▸ **PASSAGE TO READ**:

★ ★ ★ ★ ★

Unlike the United States, many European countries have a long tradition of stakeholder-sensitive corporate models and governance structures. The latest example is the United Kingdom, where the Commercial Act in 2006 UK was amended to extend director’s fiduciary duties to include stakeholder interests. Further, the rise of “enterprise entity” theory in European circles has reinforced corporations’ responsibilities for their stakeholders. Under that doctrine, multinational corporations are seen for what they really are: economically integrated enterprises that comprise a complex world-wide network of subsidiaries, affiliate entities, and business relationships. They are all stitched together by a European understanding of responsibility stretching far beyond the corporate shield so cherished in American law.
The European Court of Justice, as the highest court in Europe, has applied (at a jurisdictional level) an enterprise entity test in the context of EU antitrust law with the result that a non-European parent company can be held accountable for their anti-competitive behavior conducted through a European subsidiary. The European Accord shows that European corporate thinking has embraced the notion that a multinational corporation, as
a corporate group, is its own entity with distinct legal and moral responsibilities based on the reality of an economic unity between the parent company and its affiliate units. This indicates an increasing awareness that the traditional model of single unit limited liability companies may no longer be an accurate reflection of the new realities of complex corporate group structures, particularly when it comes to questions of Corporate Social Responsibility.
Considering that legal risks under the enterprise entity doctrine are still more the exception than the rule, there is a clear reputational risk for multinational retail brands that contract with supplier factories violating safety standards and endangering workers’ lives and health. European retail companies have understood the signs of our time where social expectations for global corporations have raised the bar beyond archaic legalistic compartmentalization of corporate groups with siloed or disjointed affiliate entities and without an overarching umbrella (such as an enterprise) responsibility for acts occurring within the group structure. European corporate thinking is following in the footsteps of the latest UN guidelines on business & human rights, according to which corporate responsibility exists not only for a company’s own business activities but also for its business relationships, primarily within its supply chain.
However, the United States has not been entirely immune to the imminent shift in social expectations and possible implications for legal responsibilities of global brands. Thus, in its decision in Baumann v. Daimler, the U.S. Court of Appeals (9th Circuit) has challenged the holy grail of “corporate separateness” by arguing that a subsidiary is an agent of the parent company if the subsidiary’s activities are “important to [the parent] [in a manner] that they would almost certainly be performed by other means if [the subsidiary] did not exist.” At least for subsidiaries in key markets, this requirement seems almost always to be met. Bauman v. Daimler has been accepted for review before the U.S. Supreme Court, which will be entrusted with the difficult task of deciding how impervious the corporate veil really is within the parent-subsidiary relationship. While under an American understanding legal responsibility normally extends, at most, to a company’s subsidiaries, the Europeans have extended legal responsibility well into a company’s contractual business relationships. Corporate responses to the Bangladeshi disaster show that European sentiment seems to have transcended beyond the corporate shield of outsourcing practices by promoting legal responsibility for the failures and misconduct of contracted suppliers.
The regulatory actions to the Bangladeshi garment factory safety crisis have demonstrated that there is a broad gulf between Europe and the United States with regard to the expectations of global business acting as global citizens. This is not merely a disagreement about form in terms of legally binding versus voluntary commitments. Rather, it is a divergence on fundamental questions concerning the role of corporations in society generally and, more specifically, the responsibility of multinational corporations to perform with a social mandate in their network of global business relationships.

★ ★ ★ ★ ★

▸ **COLLECTED DATA**:
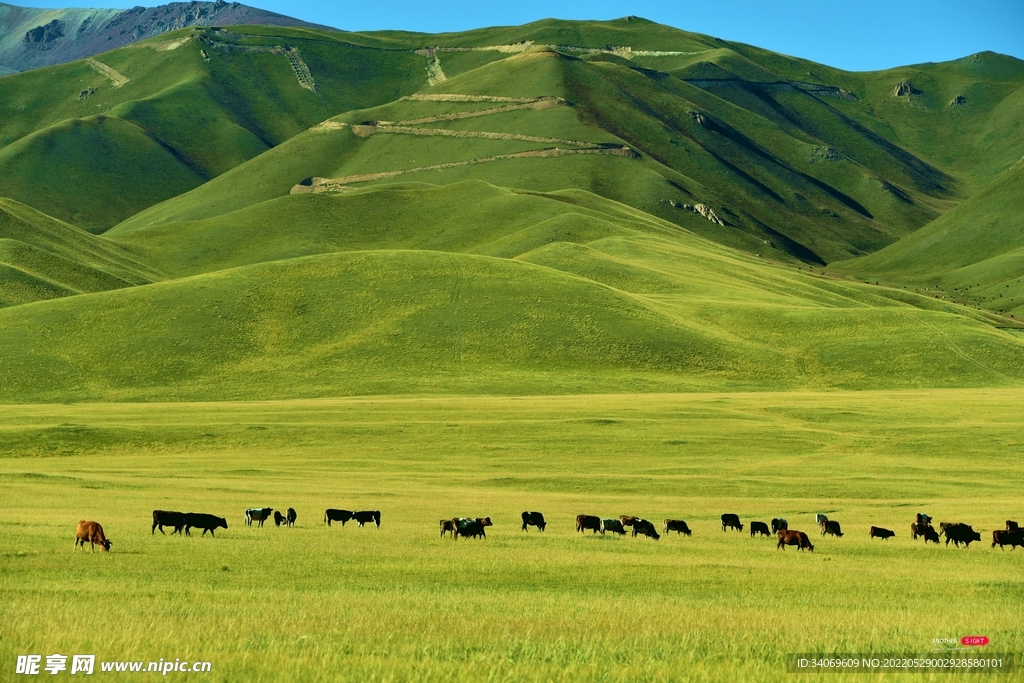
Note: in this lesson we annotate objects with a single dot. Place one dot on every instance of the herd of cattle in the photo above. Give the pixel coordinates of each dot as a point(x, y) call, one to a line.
point(474, 527)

★ ★ ★ ★ ★

▸ **GOAL**: Summarize the passage on corporate responsibility in two sentences. The data is separate material from the passage on corporate responsibility.

▸ **TASK RESULT**: Many European countries have a long tradition of stakeholder-sensitive corporate models, and the enterprise entity doctrine treats a multinational corporation as an economically integrated group whose responsibility reaches beyond the corporate shield and into its contractual business relationships. The United States, where legal responsibility normally extends at most to subsidiaries, has not been entirely immune to this shift, yet the regulatory actions to the Bangladeshi garment factory safety crisis show a broad gulf between Europe and the United States over the role of corporations in society.